Brazilian politician (1924–2015)

Alacid da Silva Nunes (25 November 1924 – 5 September 2015) was a Brazilian politician and retired military commander and colonel. Nunes served as the governor of the Brazilian state of Pará for two nonconsecutive tenures: 1966 to 1971 and from 1979 until 1983. He also briefly served as the Mayor of Belém from 1964 to 1965 before leaving the office to successfully pursue his candidacy for Governor of Pará.

Nunes graduated from the Academia Militar das Agulhas Negras in Rio de Janeiro and the Federal University of Pará. By 1960, Nunes was the commander of the Zona Militar Norte (Northern Military Zone), based in Recife. He was transferred in 1961 to the Federal Territory of Amapá (now a present-day Brazilian state) as the territory's Security Secretary. He then headed the 8Th Circunscrição de Recrutamento (28th Recruitment District), based in Belém, from 1961 to 1964.

Alacid Nunes was appointed Mayor of Belém in 1964, the same year as the 1964 Brazilian coup d'état and the installation of the Brazilian military government. He resigned from the mayor's office in 1965 to stand for election in the Pará gubernatorial election. Nunes was narrowly elected Governor of Pará as a candidate for National Democratic Union (UDN). He served as governor from 1966 until 1971. Nunes largely left politics from 1971 to 1974 to run a cement factory in Capanema, Pará.

RECORDS SUPPLIED
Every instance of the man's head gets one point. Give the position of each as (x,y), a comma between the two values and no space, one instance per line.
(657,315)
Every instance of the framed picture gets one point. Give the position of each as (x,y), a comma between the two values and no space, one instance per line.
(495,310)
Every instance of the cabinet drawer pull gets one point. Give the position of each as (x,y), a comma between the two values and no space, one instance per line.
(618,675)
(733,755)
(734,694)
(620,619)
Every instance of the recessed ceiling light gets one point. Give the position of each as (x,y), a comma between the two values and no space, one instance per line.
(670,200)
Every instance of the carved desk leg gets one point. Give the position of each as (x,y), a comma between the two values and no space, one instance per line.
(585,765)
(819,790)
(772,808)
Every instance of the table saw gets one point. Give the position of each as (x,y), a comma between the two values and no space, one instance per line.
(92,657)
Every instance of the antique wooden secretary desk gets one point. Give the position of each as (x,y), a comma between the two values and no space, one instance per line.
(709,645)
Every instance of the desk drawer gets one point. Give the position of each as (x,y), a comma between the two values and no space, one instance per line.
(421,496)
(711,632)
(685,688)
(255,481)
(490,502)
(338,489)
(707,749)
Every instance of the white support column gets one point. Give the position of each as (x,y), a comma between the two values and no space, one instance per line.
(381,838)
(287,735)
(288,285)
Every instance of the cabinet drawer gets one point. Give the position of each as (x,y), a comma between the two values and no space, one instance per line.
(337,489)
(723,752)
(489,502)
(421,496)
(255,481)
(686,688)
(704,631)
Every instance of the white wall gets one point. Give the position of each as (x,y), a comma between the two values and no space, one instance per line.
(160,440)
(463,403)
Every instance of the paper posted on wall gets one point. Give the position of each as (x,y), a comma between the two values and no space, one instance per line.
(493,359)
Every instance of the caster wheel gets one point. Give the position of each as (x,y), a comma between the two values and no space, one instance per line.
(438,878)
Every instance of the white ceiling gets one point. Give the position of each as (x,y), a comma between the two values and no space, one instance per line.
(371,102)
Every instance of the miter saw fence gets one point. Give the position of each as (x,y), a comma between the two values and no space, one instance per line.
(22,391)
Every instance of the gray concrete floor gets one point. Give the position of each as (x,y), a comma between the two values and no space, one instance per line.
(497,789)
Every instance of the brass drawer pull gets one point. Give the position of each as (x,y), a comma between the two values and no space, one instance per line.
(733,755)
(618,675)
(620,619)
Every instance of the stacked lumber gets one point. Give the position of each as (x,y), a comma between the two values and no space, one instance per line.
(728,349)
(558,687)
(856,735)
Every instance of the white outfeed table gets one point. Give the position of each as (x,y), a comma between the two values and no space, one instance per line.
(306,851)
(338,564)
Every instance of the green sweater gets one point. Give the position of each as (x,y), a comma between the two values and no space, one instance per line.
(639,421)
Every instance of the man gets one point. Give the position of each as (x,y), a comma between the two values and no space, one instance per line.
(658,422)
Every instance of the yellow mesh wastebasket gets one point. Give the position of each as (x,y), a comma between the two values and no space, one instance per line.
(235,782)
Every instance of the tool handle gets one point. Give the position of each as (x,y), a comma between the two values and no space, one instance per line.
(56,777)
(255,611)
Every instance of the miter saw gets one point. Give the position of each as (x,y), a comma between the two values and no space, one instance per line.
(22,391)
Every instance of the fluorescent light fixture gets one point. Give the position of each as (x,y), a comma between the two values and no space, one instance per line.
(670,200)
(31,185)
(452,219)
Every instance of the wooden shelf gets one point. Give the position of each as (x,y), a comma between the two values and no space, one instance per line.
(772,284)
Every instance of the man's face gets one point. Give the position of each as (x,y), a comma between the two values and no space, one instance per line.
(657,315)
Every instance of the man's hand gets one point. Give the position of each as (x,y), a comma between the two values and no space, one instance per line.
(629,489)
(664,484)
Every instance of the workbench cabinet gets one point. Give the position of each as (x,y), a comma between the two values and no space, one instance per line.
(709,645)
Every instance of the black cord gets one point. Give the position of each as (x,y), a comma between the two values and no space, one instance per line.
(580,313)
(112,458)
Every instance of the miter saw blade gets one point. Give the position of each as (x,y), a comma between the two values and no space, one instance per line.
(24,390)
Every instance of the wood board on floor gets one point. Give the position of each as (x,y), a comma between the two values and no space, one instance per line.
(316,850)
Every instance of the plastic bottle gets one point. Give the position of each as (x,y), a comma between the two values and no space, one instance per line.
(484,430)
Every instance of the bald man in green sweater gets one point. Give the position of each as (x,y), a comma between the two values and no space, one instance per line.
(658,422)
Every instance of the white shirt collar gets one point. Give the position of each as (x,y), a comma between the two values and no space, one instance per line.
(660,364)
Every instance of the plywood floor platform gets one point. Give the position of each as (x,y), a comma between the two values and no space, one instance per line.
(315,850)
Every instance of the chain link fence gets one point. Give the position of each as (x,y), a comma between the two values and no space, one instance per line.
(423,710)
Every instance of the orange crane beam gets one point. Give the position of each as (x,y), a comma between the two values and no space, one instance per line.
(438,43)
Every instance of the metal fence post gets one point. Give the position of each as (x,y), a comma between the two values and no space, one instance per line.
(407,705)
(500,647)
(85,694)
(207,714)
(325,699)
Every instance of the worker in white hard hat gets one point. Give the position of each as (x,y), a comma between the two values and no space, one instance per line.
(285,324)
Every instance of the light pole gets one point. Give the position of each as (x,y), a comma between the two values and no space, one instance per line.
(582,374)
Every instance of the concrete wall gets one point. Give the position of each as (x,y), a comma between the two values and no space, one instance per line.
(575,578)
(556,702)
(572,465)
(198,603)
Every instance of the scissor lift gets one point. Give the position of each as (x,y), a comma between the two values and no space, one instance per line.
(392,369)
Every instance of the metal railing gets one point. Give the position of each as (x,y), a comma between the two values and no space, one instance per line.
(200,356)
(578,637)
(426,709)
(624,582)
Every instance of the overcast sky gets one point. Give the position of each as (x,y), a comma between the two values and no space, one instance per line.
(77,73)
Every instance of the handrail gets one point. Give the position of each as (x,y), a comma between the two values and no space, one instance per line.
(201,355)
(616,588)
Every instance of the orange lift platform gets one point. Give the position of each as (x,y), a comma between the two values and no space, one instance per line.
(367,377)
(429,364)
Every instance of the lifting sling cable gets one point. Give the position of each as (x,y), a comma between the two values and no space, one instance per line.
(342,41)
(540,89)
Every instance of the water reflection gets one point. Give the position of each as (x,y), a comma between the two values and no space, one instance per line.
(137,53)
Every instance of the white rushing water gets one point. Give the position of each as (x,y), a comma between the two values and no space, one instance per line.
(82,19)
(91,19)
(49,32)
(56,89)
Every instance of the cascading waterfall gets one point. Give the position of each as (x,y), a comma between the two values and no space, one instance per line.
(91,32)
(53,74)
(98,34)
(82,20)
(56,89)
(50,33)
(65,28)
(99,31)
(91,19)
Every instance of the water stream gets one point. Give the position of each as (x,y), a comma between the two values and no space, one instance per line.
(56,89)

EXERCISE SET
(1) According to the passage on Alacid Nunes, in what town did he run a cement factory between 1971 and 1974?
(2) Continue the passage on Alacid Nunes from its final sentence.

REPLIES
(1) Capanema, Pará.

(2)
Nunes served as a deputy in the federal Chamber of Deputies from 1975 to 1979. In 1979, Nunes was appointed to his old position of Governor of Pará. He served as Pará's appointed governor from 1979 to 1983.

In 1990, Nunes was elected to the federal Chamber of Deputies, where he served from 1991 to 1995.

Alacid Nunes died from a heart attack at his ranch in Marajó on 5 September 2015, at the age of 90. He was buried with full military honors in his family plot at the Cemitério Santa Izabel in the Guamá neighborhood of Belém.